# [To do]
Write out each entry, exactly the way it appears.

# [Input records]
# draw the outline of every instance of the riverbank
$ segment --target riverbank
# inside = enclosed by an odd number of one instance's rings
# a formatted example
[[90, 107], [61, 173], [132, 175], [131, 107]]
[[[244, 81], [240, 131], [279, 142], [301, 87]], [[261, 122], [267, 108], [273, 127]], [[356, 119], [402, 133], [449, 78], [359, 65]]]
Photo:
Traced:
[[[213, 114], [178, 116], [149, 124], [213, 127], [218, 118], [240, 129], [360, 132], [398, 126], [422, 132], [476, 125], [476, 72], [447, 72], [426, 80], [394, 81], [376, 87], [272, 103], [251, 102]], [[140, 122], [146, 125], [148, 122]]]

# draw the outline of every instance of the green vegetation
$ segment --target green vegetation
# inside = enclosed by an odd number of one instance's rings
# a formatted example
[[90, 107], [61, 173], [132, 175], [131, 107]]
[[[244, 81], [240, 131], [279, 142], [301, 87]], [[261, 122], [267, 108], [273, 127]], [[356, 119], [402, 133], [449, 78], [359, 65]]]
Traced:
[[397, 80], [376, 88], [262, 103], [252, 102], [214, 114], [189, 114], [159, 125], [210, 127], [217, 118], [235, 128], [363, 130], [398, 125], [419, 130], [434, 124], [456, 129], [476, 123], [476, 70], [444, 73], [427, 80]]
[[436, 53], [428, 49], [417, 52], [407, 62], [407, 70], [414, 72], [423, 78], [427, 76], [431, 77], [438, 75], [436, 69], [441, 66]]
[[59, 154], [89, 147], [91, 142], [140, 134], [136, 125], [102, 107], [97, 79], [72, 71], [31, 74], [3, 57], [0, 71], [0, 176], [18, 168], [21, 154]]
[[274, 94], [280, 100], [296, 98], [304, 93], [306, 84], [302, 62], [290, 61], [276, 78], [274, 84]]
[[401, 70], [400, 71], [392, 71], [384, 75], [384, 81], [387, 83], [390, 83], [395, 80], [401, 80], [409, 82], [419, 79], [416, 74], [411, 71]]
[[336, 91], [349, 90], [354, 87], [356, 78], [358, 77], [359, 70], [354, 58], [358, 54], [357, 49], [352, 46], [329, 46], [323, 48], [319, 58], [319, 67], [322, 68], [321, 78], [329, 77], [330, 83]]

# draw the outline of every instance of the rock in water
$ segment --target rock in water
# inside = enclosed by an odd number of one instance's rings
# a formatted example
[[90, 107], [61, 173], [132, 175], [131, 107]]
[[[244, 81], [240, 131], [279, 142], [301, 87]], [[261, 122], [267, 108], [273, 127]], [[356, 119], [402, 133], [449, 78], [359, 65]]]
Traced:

# [Complete response]
# draw the outline of every instance of the riverbank
$ segment --target riverbank
# inside = enclosed by an odd number of one instance's rings
# a formatted example
[[90, 107], [61, 173], [132, 175], [131, 107]]
[[[244, 81], [240, 131], [279, 142], [301, 87]], [[261, 122], [267, 108], [273, 127]], [[356, 119], [402, 133], [449, 78], [359, 65]]]
Photo:
Traced:
[[[213, 114], [178, 116], [149, 124], [213, 127], [218, 118], [240, 129], [360, 132], [398, 126], [422, 132], [476, 125], [476, 72], [447, 72], [426, 80], [394, 81], [376, 87], [272, 103], [251, 102]], [[140, 122], [146, 125], [148, 122]]]

# draw the outline of every instance of the green vegetation
$ segment --target green vegetation
# inside = enclosed by an odd number of one instance's rings
# a formatted example
[[90, 107], [61, 173], [132, 175], [131, 107]]
[[[244, 81], [240, 131], [279, 142], [301, 87]], [[261, 122], [267, 108], [273, 127]], [[356, 119], [402, 133], [449, 78], [359, 65]]]
Traced:
[[397, 80], [376, 88], [262, 103], [252, 102], [214, 114], [189, 114], [159, 125], [210, 127], [217, 118], [235, 128], [363, 130], [398, 125], [419, 130], [434, 124], [456, 129], [476, 123], [476, 70], [444, 73], [427, 80]]
[[436, 53], [428, 49], [417, 52], [407, 62], [407, 70], [414, 72], [423, 78], [427, 76], [431, 77], [438, 75], [436, 69], [441, 66]]
[[59, 154], [89, 147], [91, 142], [140, 134], [136, 125], [102, 107], [97, 79], [72, 71], [31, 74], [3, 57], [0, 71], [0, 176], [18, 168], [21, 154]]
[[274, 94], [280, 100], [296, 98], [304, 93], [306, 84], [302, 62], [290, 61], [276, 78], [274, 84]]
[[401, 70], [400, 71], [392, 71], [384, 75], [384, 81], [387, 83], [390, 83], [395, 80], [401, 80], [409, 82], [419, 79], [416, 74], [411, 71]]
[[336, 91], [349, 90], [354, 87], [356, 78], [358, 77], [359, 70], [354, 58], [358, 54], [357, 49], [352, 46], [329, 46], [323, 48], [319, 58], [319, 67], [322, 68], [321, 78], [329, 77], [330, 83]]

# draw the outline of every instance of the rock in water
$ segment --target rock in water
# inside = enclosed by an odd number of one instance's rings
# a formatted example
[[90, 107], [61, 173], [132, 175], [131, 107]]
[[[244, 81], [240, 131], [279, 142], [301, 87]], [[261, 122], [267, 108], [273, 127]], [[356, 119], [402, 133], [449, 78], [359, 65]]]
Traced:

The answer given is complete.